WHAT IS ASKED >> Copy out the data below line for line, changing nothing.
====== THE DATA ======
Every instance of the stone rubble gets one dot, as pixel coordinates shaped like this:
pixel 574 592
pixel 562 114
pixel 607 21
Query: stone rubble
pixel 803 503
======
WORKED ANSWER >>
Every instance of the stone rubble gets one dot, as pixel coordinates shaped like this:
pixel 574 592
pixel 562 114
pixel 607 21
Query: stone rubble
pixel 803 503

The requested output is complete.